Picture shape labeling entries:
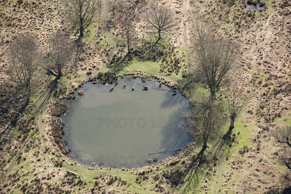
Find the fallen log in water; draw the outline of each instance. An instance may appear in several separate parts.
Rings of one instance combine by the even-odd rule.
[[[178,148],[178,149],[173,149],[172,150],[168,150],[168,151],[159,150],[157,152],[150,153],[148,154],[145,155],[145,156],[147,156],[147,155],[151,155],[151,154],[158,154],[159,153],[162,153],[162,152],[171,152],[171,151],[180,151],[181,149],[182,149],[181,148]]]

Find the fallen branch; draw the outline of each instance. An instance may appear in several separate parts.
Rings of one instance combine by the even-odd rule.
[[[178,148],[178,149],[173,149],[172,150],[168,150],[168,151],[159,150],[157,152],[150,153],[148,154],[145,155],[145,156],[148,156],[149,155],[158,154],[159,153],[162,153],[162,152],[172,152],[172,151],[180,151],[181,149],[182,149],[181,148]]]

**WORK REQUIRED:** Copy out every line of text from all the entries above, word for word, and leave the pictures out.

**EXERCISE RESPONSE:**
Find the fallen log in water; draw the outline of each instance. An instance may appear in several separate parts.
Rings of one instance combine by the even-odd rule.
[[[178,148],[178,149],[173,149],[172,150],[168,150],[168,151],[159,150],[157,152],[150,153],[148,154],[145,155],[145,156],[147,156],[147,155],[151,155],[151,154],[158,154],[159,153],[162,153],[162,152],[171,152],[171,151],[180,151],[181,149],[182,149],[181,148]]]

Find the fallen branch; draw the outline of each instance. An instance may appear in several separate parts.
Rings of one instance combine by the even-odd rule.
[[[178,148],[178,149],[173,149],[172,150],[168,150],[168,151],[159,150],[157,152],[150,153],[148,154],[145,155],[145,156],[148,156],[149,155],[158,154],[159,153],[162,153],[162,152],[172,152],[172,151],[180,151],[181,149],[182,149],[181,148]]]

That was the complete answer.